== Problem description ==
Please go through the listing below and count the lines where the string "Find" appears. Answer with the number only.

== Exercise material ==
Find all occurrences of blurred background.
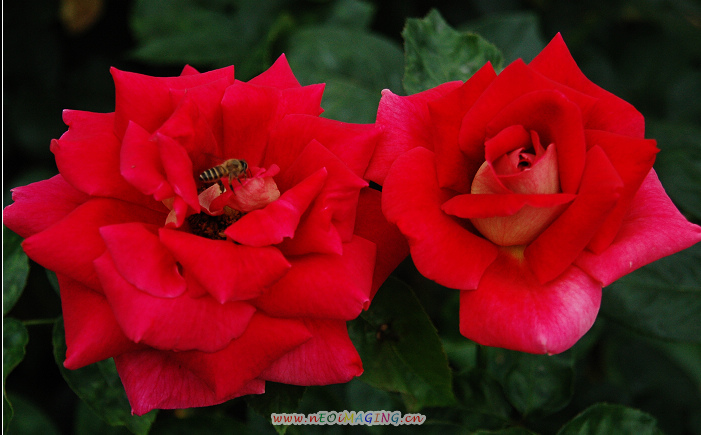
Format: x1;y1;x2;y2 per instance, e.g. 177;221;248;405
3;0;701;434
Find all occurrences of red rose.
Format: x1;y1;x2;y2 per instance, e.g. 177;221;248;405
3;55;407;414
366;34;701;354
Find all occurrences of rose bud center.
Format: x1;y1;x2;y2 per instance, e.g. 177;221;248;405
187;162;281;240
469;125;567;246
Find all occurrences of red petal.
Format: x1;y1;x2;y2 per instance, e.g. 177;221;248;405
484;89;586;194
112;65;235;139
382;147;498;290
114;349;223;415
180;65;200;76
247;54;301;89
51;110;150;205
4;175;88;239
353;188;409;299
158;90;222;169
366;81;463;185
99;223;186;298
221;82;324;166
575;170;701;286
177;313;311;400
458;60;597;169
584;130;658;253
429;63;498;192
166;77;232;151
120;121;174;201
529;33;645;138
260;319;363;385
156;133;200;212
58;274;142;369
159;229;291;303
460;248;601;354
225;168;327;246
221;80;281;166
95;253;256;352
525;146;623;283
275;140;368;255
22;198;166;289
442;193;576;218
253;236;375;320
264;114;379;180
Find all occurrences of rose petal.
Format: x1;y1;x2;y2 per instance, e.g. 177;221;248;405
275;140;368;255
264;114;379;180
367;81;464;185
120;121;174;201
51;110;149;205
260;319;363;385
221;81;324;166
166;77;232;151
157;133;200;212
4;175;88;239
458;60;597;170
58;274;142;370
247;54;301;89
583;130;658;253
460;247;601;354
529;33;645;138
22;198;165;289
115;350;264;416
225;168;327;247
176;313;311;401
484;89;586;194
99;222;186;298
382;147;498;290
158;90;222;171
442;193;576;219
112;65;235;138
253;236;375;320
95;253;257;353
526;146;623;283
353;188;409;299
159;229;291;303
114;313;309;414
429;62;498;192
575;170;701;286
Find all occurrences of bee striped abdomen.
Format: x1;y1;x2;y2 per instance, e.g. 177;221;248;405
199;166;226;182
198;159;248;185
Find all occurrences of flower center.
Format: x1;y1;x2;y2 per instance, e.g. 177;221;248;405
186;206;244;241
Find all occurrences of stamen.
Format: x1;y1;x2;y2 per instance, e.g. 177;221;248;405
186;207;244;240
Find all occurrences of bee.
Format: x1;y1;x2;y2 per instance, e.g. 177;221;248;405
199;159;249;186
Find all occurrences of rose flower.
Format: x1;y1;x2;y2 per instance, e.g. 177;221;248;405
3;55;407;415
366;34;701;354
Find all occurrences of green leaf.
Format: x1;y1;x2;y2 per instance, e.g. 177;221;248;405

== Output below ==
11